- Tasks to carry out:
• a. Answer these from the passage about the White House millennials report:
(i) On what evening was "15 Economic Facts About Millennials" released?
(ii) How many pages long was it?
(iii) What does the platform propose to install in high schools?
• b. Write the next part of the passage about the White House millennials report, continuing from its last sentence.

Just because you're also a millennial doesn't mean you share Taylor's economic interests.
Just because you're also a millennial doesn't mean you share Taylor's economic interests.
Christopher Polk/Getty Images for Clear Channel

On the evening of October 8, the White House's Council of Economic Advisors released a 49-page footnoted listicle titled "15 Economic Facts About Millennials."

Some of the facts are interesting! But the most relevant fact of all is the one embedded in the accompanying fact sheet on President Obama's Agenda for Creating Economic Opportunity for Millennials. It turns out that millennials, like other Americans, are people — people who will be helped by general improvements in American life.

The agenda for millennials, in other words, is just a grab-bag of everything Obama has already been doing or aspires to do. It includes "actively working to make sure that patent trolls ... do not strangle American technological innovation."

The platform includes a plank about affordable rental housing that millennial renters will no doubt appreciate — as will renters of all ages. There is also a plank about making it easier to get a mortgage. And a plank about the Consumer Financial Protection Bureau making it harder for you to get deeper into debt than you can afford. There's an item about cell phone unlocking, and a plan to install faster broadband connections in high schools. Taking tougher action against gender-based pay discrimination is great for millennial women, of course, but would presumably be just as great for older women. And roughly half of millennials — like other generations — are men.

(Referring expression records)
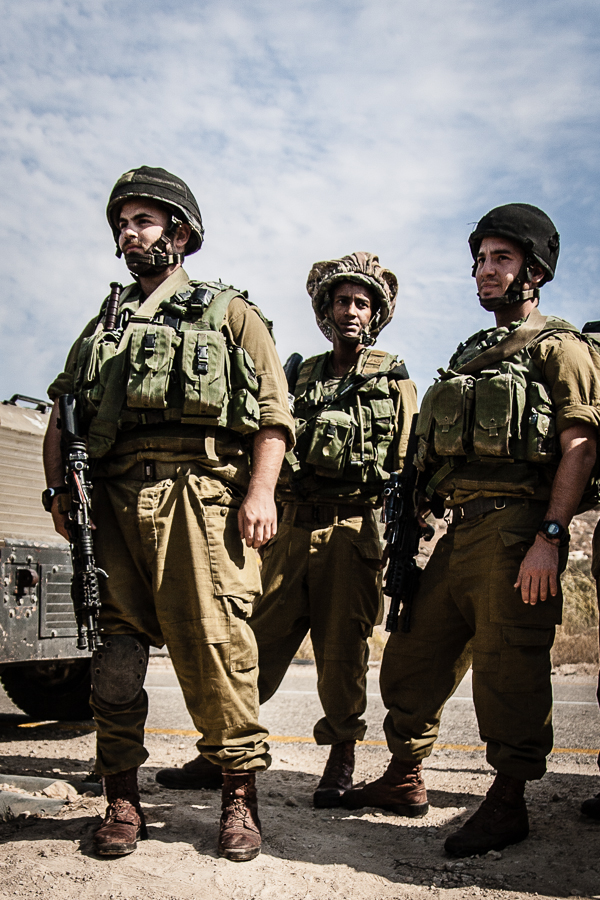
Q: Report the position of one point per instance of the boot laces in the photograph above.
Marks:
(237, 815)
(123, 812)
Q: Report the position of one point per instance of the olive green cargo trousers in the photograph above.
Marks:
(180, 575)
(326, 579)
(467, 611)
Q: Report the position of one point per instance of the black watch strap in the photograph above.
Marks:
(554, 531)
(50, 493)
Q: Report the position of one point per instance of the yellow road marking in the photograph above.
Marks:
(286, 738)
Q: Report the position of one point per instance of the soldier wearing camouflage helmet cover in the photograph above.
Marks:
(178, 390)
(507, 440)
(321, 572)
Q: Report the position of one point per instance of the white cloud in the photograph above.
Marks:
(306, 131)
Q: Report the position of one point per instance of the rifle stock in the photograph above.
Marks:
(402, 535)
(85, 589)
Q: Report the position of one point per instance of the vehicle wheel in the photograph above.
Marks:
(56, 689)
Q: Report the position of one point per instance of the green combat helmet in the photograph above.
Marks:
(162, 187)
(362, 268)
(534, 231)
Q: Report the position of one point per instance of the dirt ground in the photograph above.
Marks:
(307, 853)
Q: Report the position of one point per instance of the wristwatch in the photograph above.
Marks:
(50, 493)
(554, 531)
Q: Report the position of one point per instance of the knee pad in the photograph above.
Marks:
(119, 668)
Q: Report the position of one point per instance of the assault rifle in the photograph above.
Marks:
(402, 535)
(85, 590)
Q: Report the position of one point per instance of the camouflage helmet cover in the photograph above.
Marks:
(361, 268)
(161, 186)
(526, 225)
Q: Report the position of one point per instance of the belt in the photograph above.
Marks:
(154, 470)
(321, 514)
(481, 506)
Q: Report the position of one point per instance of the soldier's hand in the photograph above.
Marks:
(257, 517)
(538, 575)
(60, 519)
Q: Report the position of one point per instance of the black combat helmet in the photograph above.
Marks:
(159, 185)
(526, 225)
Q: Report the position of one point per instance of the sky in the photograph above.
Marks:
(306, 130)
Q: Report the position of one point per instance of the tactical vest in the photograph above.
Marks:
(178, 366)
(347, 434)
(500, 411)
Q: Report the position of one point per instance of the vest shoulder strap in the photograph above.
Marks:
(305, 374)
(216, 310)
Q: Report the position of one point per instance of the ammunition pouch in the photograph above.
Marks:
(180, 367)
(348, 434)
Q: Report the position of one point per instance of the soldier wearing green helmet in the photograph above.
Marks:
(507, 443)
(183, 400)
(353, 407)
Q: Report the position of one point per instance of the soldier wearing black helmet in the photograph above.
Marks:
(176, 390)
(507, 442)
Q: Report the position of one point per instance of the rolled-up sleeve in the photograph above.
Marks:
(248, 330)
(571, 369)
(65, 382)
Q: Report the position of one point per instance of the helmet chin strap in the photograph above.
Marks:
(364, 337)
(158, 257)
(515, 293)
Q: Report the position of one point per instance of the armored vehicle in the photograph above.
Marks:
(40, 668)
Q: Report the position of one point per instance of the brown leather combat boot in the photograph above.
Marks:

- Results in order:
• a.
(i) The evening of October 8.
(ii) 49 pages.
(iii) Faster broadband connections.

• b.
Generational analysis, though a popular media frame, just turns out to be a not-so-useful way to think about public policy. Generations are too heterogeneous and the United States too riven by class, race, and gender inequities for there to be a coherent politics of age. Mark Zuckerberg, Taylor Swift, a waitress in Toledo, an Afghanistan veteran looking for a job, a community college student in Florida, a young teacher in Atlanta, a security guard in Las Vegas, and a medical assistant in Houston don't have some magic stockpile of common interests just in virtue of having been born in the 1980s.

(Council of Economic Advisors)

Obama's ideas generally either target too narrow a population (those with heavy student loans) to speak to all millennials, or else too broad a population (women suffering from discrimination) to speak exclusively to one generation.

Ultimately, if the Obama agenda did end up benefiting millennials, it would be for the exact same reasons that it benefited Generation X or anyone else — ideas to generate more rapid and more broadly shared economic growth would be great for everyone. To the extent that Obama's ideas would do those things, they are good for all generations. To the extent that they don't, they are not. That's the big argument in American politics, and it only implicates millennials because we are people too.